(Stored records)

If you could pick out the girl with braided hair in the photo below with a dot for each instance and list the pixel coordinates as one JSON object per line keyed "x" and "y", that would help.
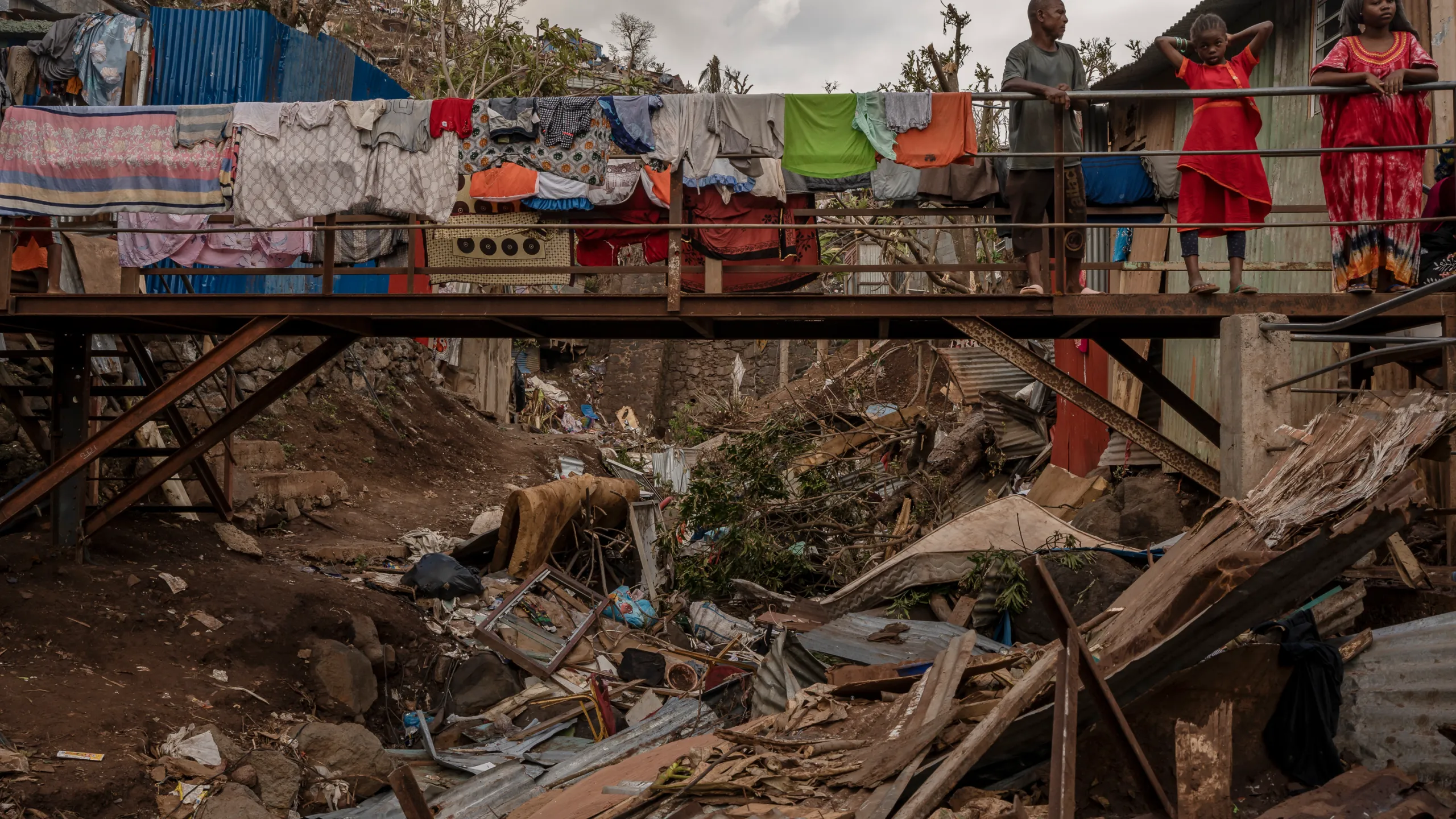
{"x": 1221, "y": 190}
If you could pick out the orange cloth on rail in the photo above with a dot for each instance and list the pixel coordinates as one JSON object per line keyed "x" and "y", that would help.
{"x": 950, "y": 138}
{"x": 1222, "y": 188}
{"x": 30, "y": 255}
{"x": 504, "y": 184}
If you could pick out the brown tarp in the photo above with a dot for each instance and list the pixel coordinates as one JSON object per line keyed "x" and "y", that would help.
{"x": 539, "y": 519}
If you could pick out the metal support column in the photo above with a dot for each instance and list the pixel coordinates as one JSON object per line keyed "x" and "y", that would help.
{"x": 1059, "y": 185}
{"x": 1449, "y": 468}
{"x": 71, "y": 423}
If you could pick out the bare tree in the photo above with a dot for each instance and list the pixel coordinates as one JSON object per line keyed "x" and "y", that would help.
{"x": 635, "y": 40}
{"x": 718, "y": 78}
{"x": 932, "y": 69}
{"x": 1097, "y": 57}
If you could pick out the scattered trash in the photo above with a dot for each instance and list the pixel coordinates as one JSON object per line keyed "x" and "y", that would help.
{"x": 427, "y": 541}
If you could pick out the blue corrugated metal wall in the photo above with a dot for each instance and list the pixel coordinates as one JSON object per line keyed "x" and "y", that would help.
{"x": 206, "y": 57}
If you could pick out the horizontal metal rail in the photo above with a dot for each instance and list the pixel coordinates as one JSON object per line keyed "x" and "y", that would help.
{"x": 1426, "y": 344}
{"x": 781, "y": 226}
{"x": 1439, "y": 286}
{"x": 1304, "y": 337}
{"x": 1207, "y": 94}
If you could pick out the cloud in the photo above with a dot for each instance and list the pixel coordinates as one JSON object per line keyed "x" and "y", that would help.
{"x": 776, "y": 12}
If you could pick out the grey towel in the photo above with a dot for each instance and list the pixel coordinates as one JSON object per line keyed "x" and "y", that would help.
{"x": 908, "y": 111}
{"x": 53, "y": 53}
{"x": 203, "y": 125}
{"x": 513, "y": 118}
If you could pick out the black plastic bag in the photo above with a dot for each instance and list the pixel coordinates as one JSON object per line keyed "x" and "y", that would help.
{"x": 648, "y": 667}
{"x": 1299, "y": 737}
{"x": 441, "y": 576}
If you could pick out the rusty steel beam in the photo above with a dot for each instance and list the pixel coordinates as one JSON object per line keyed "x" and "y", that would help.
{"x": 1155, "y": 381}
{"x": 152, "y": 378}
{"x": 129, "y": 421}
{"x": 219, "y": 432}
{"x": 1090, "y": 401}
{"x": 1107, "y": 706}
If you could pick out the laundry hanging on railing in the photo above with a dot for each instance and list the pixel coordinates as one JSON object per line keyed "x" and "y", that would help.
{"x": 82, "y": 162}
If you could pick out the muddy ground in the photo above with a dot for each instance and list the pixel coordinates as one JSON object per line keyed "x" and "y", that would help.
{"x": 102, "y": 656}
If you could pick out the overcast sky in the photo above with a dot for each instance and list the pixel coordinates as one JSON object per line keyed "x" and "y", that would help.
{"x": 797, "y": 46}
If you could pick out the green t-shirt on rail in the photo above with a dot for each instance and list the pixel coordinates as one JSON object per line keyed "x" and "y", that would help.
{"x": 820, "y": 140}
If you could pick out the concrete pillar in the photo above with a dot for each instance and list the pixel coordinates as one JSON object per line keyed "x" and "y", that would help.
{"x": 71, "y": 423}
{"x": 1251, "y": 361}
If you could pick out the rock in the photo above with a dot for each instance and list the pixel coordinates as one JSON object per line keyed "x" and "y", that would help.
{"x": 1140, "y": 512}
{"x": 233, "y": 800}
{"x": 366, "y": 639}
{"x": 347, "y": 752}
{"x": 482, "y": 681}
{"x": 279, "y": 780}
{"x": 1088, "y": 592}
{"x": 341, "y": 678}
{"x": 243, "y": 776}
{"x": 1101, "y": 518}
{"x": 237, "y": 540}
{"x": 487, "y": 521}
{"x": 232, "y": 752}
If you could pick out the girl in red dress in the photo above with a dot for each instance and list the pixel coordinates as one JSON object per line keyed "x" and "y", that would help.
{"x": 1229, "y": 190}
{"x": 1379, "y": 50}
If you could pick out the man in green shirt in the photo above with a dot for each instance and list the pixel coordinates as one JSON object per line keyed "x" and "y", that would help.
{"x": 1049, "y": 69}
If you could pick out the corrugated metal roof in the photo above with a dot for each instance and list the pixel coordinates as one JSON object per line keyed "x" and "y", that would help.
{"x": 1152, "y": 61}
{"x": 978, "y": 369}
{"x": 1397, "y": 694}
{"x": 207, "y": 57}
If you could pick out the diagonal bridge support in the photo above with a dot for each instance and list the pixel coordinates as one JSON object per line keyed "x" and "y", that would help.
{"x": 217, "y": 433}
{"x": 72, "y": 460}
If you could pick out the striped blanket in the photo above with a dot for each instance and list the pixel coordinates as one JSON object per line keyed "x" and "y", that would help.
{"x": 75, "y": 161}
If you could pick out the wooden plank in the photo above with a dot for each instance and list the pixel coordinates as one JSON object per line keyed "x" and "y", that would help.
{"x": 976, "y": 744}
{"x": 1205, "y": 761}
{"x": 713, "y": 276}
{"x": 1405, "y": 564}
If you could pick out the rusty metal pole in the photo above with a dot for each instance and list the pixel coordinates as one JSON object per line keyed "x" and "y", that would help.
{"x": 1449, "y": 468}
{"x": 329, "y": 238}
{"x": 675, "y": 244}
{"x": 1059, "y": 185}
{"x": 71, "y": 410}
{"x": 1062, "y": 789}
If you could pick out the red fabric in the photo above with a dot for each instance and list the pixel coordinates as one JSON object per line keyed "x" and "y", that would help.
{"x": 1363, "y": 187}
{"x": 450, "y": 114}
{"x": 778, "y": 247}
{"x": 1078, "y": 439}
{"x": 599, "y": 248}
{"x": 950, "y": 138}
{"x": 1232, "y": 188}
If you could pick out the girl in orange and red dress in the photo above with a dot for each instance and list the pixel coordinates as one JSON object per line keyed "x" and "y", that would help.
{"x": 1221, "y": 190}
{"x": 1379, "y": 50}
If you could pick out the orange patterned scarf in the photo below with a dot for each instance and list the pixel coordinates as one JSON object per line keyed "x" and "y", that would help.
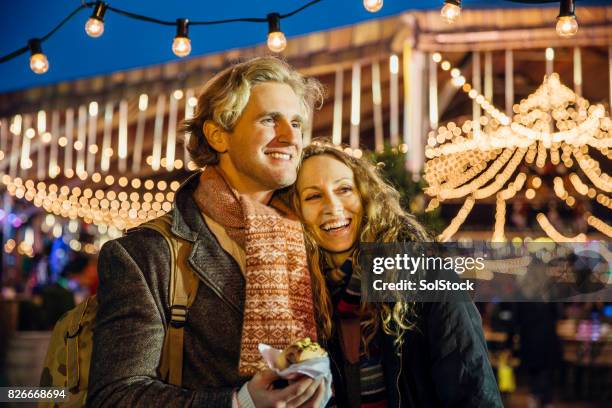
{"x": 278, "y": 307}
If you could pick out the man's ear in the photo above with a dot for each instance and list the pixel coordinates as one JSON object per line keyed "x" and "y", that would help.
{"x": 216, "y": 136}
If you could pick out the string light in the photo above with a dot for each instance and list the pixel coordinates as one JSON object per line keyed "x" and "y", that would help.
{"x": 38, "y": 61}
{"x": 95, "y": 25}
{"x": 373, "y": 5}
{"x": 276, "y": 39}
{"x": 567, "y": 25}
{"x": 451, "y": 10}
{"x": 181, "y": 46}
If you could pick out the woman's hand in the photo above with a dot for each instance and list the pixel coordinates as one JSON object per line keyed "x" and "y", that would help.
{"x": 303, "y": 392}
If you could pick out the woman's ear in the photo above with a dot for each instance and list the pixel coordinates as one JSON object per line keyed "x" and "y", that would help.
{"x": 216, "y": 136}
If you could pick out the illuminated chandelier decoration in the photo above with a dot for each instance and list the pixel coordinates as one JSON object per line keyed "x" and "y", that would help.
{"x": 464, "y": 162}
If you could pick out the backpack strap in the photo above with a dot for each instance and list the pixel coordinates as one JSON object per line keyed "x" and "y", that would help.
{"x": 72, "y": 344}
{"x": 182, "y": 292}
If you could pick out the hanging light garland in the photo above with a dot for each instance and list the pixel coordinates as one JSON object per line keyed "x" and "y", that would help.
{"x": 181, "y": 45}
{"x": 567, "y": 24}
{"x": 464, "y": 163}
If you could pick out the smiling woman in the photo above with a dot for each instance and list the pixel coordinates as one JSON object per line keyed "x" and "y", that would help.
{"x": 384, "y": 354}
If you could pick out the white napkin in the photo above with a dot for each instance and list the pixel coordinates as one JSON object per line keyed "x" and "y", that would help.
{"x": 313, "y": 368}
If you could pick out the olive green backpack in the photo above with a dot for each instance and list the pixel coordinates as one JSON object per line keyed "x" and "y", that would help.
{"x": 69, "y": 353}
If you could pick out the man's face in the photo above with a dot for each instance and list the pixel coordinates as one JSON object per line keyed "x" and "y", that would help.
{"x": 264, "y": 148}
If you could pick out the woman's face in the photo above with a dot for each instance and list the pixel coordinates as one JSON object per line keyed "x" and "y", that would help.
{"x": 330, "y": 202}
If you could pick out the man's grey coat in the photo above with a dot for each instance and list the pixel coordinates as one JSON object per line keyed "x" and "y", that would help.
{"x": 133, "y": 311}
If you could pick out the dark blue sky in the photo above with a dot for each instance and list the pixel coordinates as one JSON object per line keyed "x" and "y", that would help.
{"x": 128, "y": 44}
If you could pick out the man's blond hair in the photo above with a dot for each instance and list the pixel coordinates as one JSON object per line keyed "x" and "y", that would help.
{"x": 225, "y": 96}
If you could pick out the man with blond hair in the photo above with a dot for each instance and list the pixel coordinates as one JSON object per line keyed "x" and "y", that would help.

Requirement: Lines from the one containing "If you could pick out the dark" through the end of the data above must be written out exactly, and no other lines are needed.

Reply to the task:
If you could pick out the dark blue sky in the photo above with a dot for each instance and list the pixel coordinates as one JSON object per line keyed "x" and "y", that would help.
{"x": 128, "y": 44}
If you could pick out the man's blond hair in the photo above with a dot for each instance and list the pixel coordinates as one JSON object per line keyed "x" and "y", that would help.
{"x": 225, "y": 96}
If you could pick out the man with blond hair in the photo above with a dot for each instance and list the pixel coordinates as one JSON object per line keyed "x" and "y", that would help.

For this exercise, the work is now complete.